* Begin *
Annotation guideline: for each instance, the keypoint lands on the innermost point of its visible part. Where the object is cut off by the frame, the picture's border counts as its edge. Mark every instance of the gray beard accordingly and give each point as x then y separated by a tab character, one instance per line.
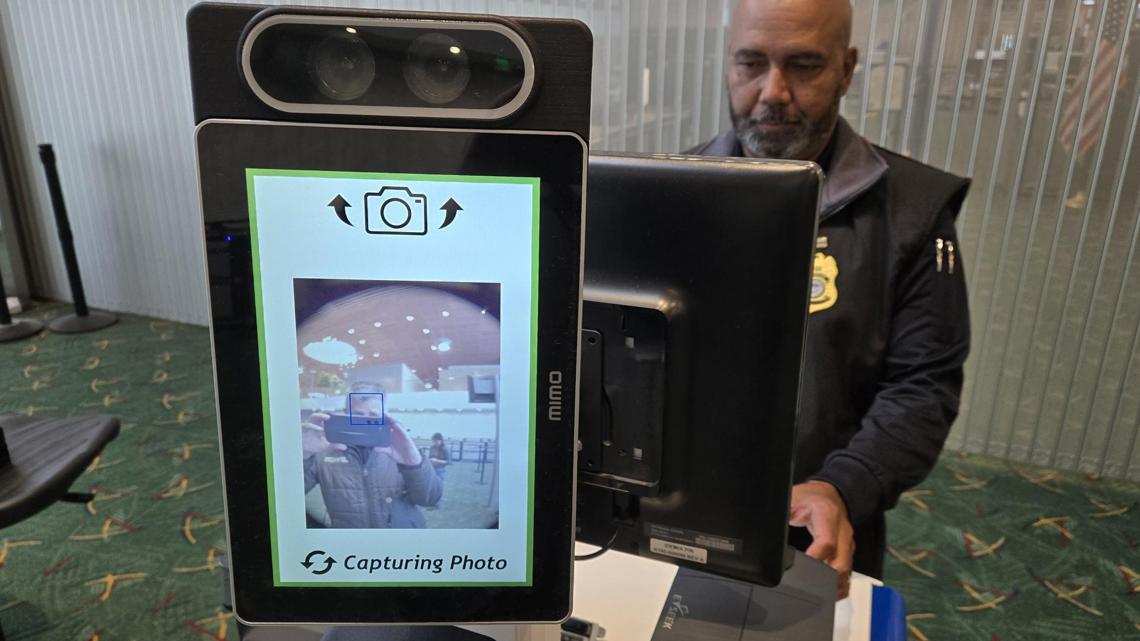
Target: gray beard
803	137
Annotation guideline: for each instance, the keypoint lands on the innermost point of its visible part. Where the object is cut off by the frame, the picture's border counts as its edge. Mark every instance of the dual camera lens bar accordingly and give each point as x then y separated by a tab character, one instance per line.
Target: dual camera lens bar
388	67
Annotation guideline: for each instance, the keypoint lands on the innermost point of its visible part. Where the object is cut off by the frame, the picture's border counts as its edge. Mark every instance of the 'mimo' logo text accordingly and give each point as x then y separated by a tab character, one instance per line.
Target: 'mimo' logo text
554	396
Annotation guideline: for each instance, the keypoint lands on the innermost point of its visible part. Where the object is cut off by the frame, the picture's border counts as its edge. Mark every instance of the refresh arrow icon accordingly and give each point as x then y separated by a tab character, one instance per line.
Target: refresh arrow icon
308	561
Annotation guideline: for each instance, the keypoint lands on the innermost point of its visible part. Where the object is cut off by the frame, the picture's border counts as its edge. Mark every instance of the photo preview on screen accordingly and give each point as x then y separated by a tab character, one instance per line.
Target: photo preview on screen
397	325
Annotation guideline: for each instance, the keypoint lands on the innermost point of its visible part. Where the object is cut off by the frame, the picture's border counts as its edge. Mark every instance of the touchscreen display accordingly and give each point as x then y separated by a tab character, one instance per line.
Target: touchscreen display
397	322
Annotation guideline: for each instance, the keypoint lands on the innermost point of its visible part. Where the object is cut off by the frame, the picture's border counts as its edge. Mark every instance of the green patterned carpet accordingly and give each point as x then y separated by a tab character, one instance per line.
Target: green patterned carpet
136	564
983	551
992	551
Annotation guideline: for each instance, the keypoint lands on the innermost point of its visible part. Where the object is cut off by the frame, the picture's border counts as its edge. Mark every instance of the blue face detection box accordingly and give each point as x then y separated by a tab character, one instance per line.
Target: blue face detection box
366	408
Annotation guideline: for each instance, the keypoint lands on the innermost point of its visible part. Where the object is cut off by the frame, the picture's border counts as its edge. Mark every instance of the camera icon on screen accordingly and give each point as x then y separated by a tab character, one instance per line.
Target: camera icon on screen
396	210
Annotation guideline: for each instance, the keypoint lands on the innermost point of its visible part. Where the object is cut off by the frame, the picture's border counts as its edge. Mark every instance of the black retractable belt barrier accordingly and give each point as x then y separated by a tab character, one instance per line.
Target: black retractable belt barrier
83	319
13	330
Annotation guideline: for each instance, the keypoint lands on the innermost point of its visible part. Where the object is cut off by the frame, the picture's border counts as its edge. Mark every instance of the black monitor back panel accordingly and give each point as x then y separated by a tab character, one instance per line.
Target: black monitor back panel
695	294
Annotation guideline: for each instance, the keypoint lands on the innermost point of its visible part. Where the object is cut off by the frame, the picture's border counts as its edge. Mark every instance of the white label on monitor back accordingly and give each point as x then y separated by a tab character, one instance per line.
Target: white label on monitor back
409	302
678	551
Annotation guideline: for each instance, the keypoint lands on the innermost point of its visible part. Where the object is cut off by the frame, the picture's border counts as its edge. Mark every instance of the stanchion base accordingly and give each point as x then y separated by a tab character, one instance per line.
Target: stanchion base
19	329
73	324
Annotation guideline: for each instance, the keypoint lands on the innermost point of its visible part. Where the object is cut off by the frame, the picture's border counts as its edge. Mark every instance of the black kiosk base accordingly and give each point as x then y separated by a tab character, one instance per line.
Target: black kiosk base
705	607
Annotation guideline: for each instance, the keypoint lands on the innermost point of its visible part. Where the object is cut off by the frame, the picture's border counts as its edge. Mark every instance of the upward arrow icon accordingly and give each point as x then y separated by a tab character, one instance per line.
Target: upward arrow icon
452	208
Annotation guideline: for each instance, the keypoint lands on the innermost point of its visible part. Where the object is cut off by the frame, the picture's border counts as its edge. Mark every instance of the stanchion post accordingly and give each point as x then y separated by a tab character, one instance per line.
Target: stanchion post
83	319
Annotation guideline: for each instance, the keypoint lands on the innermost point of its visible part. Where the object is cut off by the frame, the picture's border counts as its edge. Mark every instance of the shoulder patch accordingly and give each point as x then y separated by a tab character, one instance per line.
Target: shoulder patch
824	290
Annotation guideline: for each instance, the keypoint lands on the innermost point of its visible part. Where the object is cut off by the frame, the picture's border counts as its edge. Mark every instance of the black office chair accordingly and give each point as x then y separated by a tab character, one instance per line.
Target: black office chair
41	457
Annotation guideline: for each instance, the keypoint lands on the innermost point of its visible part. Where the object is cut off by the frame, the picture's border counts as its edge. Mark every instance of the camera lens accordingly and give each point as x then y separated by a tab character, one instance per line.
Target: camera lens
396	213
342	65
437	69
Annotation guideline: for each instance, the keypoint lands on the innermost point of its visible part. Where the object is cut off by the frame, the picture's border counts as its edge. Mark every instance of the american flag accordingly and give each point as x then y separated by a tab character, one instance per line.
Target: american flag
1102	73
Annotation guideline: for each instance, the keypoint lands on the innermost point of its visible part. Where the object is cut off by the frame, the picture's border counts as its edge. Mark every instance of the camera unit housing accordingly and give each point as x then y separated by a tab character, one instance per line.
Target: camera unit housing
522	73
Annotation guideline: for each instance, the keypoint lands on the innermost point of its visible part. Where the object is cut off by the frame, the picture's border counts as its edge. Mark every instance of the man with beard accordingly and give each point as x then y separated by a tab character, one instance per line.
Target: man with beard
888	329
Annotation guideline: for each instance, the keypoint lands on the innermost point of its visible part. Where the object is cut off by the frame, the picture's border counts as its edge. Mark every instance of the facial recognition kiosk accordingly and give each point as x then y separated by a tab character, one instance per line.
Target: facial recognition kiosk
697	289
392	207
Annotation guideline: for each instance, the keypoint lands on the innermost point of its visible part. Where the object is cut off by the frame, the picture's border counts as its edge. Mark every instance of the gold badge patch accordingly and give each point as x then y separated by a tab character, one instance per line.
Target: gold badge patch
824	272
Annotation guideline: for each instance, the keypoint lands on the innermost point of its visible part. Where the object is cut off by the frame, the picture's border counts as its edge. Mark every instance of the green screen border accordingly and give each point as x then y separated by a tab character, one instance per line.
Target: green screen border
254	246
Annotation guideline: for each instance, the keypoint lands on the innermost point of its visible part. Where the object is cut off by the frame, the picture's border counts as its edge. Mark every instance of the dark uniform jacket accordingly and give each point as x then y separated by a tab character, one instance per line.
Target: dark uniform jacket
887	333
367	489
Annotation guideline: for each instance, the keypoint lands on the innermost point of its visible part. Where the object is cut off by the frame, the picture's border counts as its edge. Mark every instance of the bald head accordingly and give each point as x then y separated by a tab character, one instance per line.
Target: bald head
790	63
832	18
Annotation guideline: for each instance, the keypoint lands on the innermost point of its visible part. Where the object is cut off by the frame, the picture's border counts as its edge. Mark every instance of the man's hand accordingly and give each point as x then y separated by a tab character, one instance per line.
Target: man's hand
312	435
401	449
817	506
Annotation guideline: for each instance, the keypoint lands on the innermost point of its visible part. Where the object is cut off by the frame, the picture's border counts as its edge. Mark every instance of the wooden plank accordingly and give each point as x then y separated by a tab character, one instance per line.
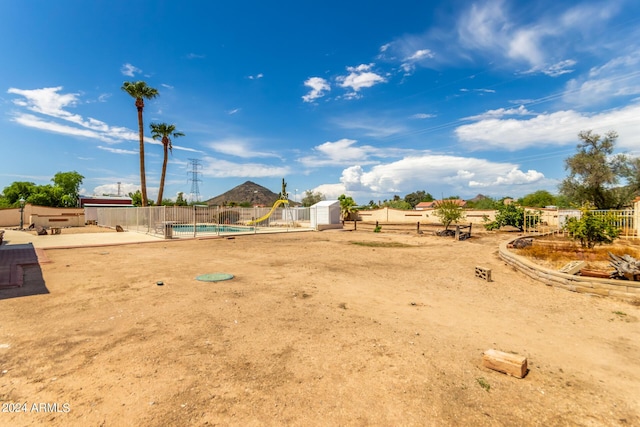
* End *
§ Directions for this task: Write out again every line from the one containing "of the bald" through the end of the records, requests included, and shift each keypoint coordinate in the answers by adding 66 to it. Leave the pictures out.

§ Exercise solution:
Annotation guideline: for each instance, the keypoint lands on the innermost point of its visible part. Where the object is cut off by the frame, the picture's border counts as its edge. Mark every instance of the bald head accordingly and give each point as x then y separated by a tab character, one instance per line.
Target: bald head
856	129
898	84
Annotation guideline: for each instance, the keypoint lands on the innermost point of its visible part. Where the object is cut off by the frame, the picture's border counts as its edge. Mark every instance of the man's hand accordingly and give each point as x then y separated by a tab character, one instance per line.
Target: man's hand
378	501
467	515
883	572
Annotation guideline: for each instance, the keypoint lands on the innermost point of its visible part. Where the object is cut off by the frame, the picture's border counts as its edge. Mark every instance of the wooden plank accordingly and give each point as x then y separated by a tab character, one instance per line.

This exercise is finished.